### EXERCISE GOAL
Pull out every line in the entries below that contains the word "metal", copying each such line in full.
** START SOURCE DATA **
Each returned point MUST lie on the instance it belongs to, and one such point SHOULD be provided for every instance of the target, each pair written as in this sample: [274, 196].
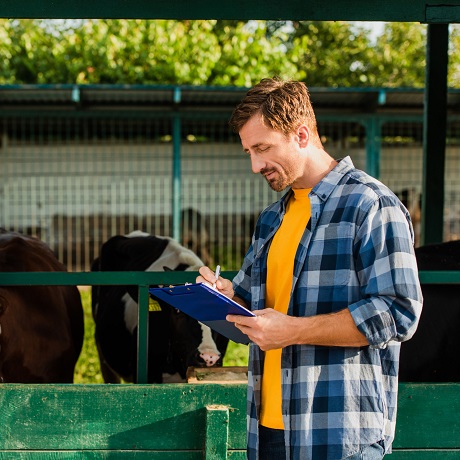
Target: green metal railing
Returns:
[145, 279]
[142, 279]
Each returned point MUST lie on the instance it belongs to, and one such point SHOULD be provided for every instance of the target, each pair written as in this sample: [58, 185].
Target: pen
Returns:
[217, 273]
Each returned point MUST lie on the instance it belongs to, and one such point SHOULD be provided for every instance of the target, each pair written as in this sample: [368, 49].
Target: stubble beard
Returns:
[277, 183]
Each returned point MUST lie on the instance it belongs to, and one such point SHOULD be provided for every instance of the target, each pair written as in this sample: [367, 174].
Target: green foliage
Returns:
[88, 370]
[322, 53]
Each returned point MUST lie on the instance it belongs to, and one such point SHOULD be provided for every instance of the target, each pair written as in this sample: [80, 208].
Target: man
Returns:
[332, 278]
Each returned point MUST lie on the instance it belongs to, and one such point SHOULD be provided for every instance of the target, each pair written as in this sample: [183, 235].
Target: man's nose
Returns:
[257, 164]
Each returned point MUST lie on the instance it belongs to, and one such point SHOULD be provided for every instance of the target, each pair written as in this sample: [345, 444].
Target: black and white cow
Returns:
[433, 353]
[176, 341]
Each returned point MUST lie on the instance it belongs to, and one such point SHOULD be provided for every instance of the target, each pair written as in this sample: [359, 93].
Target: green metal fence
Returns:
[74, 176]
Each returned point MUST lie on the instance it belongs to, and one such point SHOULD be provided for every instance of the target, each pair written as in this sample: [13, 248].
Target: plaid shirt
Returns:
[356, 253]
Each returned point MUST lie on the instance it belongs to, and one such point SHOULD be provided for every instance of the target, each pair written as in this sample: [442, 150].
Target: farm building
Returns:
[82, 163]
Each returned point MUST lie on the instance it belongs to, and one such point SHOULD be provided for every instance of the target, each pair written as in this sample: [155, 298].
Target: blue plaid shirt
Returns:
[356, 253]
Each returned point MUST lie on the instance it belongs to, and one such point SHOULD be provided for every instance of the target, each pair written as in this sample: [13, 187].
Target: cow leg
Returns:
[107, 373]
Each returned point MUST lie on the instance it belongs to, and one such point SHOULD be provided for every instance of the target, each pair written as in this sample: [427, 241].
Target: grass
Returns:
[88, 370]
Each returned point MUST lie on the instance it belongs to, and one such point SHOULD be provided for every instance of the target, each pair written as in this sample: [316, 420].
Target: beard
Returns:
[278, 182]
** END SOURCE DATA **
** START SOURCE DATA **
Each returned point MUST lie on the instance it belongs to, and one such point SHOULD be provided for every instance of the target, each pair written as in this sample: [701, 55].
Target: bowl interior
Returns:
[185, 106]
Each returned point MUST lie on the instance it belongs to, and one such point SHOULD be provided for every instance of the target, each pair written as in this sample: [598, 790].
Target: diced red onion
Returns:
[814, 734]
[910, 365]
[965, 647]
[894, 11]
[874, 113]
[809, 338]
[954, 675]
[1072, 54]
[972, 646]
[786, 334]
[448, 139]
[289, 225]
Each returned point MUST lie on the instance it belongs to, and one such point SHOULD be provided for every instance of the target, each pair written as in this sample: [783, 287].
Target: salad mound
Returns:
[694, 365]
** END SOURCE DATA **
### EXERCISE RESULT
Target: green metal railing
Target: green metal fence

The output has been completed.